● Textauszug:
....
Hintergrund. Anfang 2009 musste das Land mit einer Milliardengeldspritze von EU, IWF und Weltbank gerettet werden. Zum Verhängnis wurde Rumänien nicht der Finanzsektor, sondern der Fehlbetrag in der Leistungsbilanz.
Bukarest/Wien. Es muss ein veritabler Schock gewesen sein: „Die Diagnose für Rumänien ist ganz anders als für alle anderen Länder“, hat der Chefökonom der rumänischen Notenbank, Valentin Larea, Mitte Februar 2009 vor Journalisten betont. Rumänien sei wirtschaftlich stabil aufgestellt, für das laufende Jahr werde ein kleines BIP-Plus erwartet, die Abhängigkeit vom Ausland sei angesichts der vergleichsweise niedrigen Exportquote gering und der Bankensektor habe bei der amerikanischen Subprime-Schuldenorgie nicht mitgemacht. Kurzum: Die Finanzkrise werde dem Land wenig anhaben können.
Vier Wochen später war der schöne Traum vom ruhigen Hafen inmitten des konjunkturellen Sturms ausgeträumt und Bukarest musste die EU, den Internationalen Währungsfonds sowie die Weltbank um einen Hilfskredit von 20 Milliarden Euro anpumpen. Zum Verhängnis wurde Rumänien nicht die eigene Finanzbranche, sondern der Fehlbetrag in der Leistungsbilanz.
....
● Das Material:
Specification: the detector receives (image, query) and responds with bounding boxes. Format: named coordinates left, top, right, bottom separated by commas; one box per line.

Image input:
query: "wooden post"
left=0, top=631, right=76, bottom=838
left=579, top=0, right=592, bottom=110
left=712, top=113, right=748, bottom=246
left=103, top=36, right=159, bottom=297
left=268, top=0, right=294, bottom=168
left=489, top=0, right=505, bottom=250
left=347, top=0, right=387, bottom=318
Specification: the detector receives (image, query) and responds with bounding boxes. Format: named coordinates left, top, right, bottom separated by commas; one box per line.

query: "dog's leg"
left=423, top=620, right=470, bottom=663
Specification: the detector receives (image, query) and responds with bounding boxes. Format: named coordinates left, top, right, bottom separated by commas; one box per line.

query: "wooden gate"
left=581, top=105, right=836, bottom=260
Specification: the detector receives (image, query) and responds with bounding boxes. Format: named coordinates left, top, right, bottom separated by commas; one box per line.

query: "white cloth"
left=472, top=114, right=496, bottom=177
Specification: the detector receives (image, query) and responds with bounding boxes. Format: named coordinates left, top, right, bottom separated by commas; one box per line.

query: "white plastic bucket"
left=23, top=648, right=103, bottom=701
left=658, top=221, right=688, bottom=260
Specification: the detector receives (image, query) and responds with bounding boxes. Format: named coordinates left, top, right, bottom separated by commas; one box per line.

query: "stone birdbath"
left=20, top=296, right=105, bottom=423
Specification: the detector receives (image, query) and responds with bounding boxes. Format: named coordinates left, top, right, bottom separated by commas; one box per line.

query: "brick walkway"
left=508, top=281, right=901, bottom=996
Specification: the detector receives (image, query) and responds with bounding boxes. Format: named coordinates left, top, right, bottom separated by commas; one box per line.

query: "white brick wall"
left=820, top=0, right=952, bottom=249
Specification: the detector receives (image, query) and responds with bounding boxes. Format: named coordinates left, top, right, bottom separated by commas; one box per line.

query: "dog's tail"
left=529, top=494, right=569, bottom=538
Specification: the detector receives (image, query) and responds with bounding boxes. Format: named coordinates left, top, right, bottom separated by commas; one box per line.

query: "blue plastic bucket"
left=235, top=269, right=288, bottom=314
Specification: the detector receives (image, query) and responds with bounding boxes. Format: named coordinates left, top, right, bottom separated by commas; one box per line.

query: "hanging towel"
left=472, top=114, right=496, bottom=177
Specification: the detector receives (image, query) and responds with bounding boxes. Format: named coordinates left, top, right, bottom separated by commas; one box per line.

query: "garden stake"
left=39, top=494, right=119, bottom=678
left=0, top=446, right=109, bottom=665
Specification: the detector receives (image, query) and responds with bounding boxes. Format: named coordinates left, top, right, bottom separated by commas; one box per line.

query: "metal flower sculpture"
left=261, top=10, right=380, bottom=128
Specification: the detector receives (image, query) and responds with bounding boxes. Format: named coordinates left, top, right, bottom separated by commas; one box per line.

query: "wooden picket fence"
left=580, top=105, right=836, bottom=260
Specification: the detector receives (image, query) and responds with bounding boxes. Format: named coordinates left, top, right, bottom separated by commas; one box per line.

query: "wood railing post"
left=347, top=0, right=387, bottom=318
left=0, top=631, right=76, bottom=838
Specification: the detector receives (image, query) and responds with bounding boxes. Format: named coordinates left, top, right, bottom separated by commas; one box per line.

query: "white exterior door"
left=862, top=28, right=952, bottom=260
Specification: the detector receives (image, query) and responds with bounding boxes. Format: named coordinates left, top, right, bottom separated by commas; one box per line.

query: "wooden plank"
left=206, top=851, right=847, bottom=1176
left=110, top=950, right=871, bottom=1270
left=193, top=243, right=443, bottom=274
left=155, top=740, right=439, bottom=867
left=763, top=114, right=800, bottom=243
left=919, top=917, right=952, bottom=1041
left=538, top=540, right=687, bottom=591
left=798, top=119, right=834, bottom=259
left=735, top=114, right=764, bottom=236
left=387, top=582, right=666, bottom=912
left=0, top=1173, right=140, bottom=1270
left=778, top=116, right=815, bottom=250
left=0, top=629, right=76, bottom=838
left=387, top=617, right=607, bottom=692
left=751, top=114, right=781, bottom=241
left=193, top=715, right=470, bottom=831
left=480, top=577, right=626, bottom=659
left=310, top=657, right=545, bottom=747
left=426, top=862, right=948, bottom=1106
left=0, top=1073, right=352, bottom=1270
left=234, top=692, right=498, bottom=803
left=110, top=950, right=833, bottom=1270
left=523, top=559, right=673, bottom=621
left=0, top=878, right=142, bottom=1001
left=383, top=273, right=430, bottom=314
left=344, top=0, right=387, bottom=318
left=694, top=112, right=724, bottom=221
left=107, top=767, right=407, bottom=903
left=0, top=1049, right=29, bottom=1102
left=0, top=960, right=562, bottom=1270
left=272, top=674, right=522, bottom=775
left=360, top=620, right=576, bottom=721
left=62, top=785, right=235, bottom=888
....
● Aufgabe A:
Stimmen die folgenden Aussagen mit dem Text über Rumänien überein? (i) Bukarest bat um einen Hilfskredit von 20 Milliarden Euro. (ii) Der Finanzsektor wurde Rumänien zum Verhängnis. (iii) Valentin Larea rechnete für das laufende Jahr mit einem Rückgang des BIP. Antworten Sie jeweils mit Ja oder Nein und zitieren Sie die entscheidenden Worte des Textes.
● Aufgabe B:
Zitieren Sie aus dem Text über Rumänien den Abschnitt zwischen „Vier Wochen später“ und „Finanzbranche, sondern der Fehlbetrag in der Leistungsbilanz.“, beide eingeschlossen.
● Aufgabe C:
Führen Sie den Text über Rumänien nach seinem letzten Satz weiter.

● Antwortfeld A:
(i) Ja: „einen Hilfskredit von 20 Milliarden Euro“
(ii) Nein: „nicht der Finanzsektor, sondern der Fehlbetrag in der Leistungsbilanz“
(iii) Nein: „für das laufende Jahr werde ein kleines BIP-Plus erwartet“

● Antwortfeld B:
Vier Wochen später war der schöne Traum vom ruhigen Hafen inmitten des konjunkturellen Sturms ausgeträumt und Bukarest musste die EU, den Internationalen Währungsfonds sowie die Weltbank um einen Hilfskredit von 20 Milliarden Euro anpumpen. Zum Verhängnis wurde Rumänien nicht die eigene Finanzbranche, sondern der Fehlbetrag in der Leistungsbilanz.

● Antwortfeld C:
Mehr Ausgaben als Einnahmen
Um zu verstehen, was Rumänien widerfahren ist, muss man zunächst einmal einen Blick auf die volkswirtschaftliche Gesamtrechnung werfen. Vereinfacht formuliert bedeutet ein Leistungsbilanzdefizit, dass ein Land mehr ausgibt als es einnimmt. Das muss per se keine schlechte Sache sein, im Gegenteil: Bei einem Entwicklungsland ist eine negative Leistungsbilanz eine natürliche (und wünschenswerte) Sache, denn die für die wirtschaftliche Aufholjagd benötigten Investitionen in moderne Produktionsanlagen, Infrastruktur etc. können nicht aus eigener Tasche finanziert werden – dazu sind die Betroffenen noch zu arm. Im Idealfall werden ausländische Investoren ins Land geholt, die das dringend benötigte Kapital (samt Know-how) mitbringen und es zu beiderseitigem Profit anlegen.
Problematisch wird es erst, wenn das Defizit zu hoch wird. Je größer nämlich der Fehlbetrag, desto abhängiger wird das Land von fremden Geldquellen – und wenn die versiegen, ist Feuer auf dem Dach, denn mit den Geldzuflüssen wird ja (mehr oder weniger) fix gerechnet. Dummerweise gibt es für die Leistungsbilanz keine allgemein gültige Gefahrenskala, sondern nur einen groben Richtwert: Ab einem Defizit von fünf Prozent des BIPs wird es heikel. Und Rumänien hat im Vorfeld der Krise diese Schwelle massiv überschritten (siehe Grafik).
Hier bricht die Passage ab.